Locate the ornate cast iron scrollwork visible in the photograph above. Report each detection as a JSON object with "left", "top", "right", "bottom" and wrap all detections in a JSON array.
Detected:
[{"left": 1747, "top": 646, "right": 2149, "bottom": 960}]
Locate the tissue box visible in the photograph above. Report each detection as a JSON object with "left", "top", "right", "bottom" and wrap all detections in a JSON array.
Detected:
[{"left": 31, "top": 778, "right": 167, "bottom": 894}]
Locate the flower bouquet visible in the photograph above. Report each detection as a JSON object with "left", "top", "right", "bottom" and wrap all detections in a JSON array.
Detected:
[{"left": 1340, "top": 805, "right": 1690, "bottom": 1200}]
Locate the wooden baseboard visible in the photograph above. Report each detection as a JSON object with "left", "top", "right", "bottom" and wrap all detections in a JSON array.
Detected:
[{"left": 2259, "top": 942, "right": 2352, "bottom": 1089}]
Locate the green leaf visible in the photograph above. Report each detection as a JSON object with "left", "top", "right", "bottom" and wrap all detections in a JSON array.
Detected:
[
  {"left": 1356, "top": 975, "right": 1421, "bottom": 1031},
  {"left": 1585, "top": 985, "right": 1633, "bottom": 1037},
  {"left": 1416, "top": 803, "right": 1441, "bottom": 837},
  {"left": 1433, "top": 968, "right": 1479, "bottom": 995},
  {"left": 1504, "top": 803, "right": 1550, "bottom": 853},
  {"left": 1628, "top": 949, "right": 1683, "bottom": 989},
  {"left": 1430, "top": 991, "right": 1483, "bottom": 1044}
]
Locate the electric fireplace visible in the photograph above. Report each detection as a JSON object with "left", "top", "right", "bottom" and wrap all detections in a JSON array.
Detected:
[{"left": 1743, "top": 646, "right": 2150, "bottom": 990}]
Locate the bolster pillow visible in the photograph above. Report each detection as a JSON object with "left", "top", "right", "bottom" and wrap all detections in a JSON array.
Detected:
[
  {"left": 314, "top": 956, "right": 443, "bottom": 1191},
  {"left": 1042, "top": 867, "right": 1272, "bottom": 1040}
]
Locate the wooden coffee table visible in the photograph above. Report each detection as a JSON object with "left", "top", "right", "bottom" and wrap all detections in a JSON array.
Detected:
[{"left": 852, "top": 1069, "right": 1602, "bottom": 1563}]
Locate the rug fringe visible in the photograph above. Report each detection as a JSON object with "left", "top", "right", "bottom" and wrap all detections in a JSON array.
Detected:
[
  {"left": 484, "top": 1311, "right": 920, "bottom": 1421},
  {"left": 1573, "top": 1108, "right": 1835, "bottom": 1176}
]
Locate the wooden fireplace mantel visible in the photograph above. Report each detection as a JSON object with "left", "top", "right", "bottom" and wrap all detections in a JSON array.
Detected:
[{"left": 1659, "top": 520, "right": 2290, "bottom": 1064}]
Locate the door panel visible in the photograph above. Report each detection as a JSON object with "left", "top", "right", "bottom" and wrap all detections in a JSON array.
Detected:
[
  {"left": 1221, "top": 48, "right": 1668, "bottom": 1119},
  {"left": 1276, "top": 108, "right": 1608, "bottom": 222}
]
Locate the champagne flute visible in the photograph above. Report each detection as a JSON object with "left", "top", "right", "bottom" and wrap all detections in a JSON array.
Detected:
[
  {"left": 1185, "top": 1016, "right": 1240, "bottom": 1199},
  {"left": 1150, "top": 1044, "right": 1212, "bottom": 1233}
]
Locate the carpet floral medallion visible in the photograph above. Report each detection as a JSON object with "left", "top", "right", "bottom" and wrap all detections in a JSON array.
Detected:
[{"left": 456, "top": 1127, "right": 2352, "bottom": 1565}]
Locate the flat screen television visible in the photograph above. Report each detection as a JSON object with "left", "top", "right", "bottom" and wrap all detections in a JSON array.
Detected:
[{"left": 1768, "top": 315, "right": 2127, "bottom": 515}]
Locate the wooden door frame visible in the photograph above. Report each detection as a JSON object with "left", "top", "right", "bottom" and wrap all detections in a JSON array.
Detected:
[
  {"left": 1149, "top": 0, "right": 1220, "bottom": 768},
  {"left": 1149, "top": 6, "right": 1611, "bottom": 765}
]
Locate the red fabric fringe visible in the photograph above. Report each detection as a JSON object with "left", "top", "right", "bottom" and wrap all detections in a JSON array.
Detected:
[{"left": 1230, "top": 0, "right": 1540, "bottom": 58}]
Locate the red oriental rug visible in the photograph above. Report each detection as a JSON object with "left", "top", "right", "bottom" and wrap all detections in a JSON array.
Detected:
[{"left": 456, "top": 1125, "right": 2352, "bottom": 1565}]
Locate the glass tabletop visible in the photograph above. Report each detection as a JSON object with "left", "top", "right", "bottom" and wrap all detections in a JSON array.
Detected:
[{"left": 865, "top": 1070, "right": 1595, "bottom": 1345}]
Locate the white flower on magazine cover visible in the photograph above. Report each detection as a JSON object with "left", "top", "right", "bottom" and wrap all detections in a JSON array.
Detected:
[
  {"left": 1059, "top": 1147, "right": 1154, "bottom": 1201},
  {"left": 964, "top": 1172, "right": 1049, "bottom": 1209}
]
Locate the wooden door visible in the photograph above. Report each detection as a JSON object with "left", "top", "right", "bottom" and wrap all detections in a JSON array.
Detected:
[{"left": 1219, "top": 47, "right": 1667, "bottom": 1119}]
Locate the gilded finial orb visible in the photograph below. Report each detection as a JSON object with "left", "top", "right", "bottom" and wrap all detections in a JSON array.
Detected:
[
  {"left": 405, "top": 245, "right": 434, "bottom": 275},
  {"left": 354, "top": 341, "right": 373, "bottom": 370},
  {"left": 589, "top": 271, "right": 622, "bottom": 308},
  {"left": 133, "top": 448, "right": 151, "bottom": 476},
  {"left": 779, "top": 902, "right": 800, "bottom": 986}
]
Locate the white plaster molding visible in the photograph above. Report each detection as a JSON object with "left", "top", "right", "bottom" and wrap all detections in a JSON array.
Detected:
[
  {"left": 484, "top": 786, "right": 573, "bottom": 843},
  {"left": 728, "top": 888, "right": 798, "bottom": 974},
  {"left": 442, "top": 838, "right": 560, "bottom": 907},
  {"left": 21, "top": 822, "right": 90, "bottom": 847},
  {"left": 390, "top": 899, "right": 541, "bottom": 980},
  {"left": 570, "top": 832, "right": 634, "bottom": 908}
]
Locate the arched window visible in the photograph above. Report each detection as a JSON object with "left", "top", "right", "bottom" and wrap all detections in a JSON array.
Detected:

**Your assignment**
All lines from the one with "Locate the white plaster" to the end of the entries above are to be written out exactly, the first and last included.

**Response to this exercise**
Locate the white plaster molding visible in the photograph above. Report each detection as a JSON object with "left", "top", "right", "bottom" and wrap all detections in a JSON array.
Detected:
[
  {"left": 484, "top": 786, "right": 573, "bottom": 843},
  {"left": 728, "top": 888, "right": 798, "bottom": 974},
  {"left": 442, "top": 838, "right": 560, "bottom": 907},
  {"left": 21, "top": 822, "right": 90, "bottom": 847},
  {"left": 390, "top": 899, "right": 541, "bottom": 980},
  {"left": 570, "top": 832, "right": 634, "bottom": 908}
]
Locate the arched window visible in the photograph above. Report each detection as a JSON object with "left", "top", "right", "bottom" and wrap all detections in a JSON array.
Detected:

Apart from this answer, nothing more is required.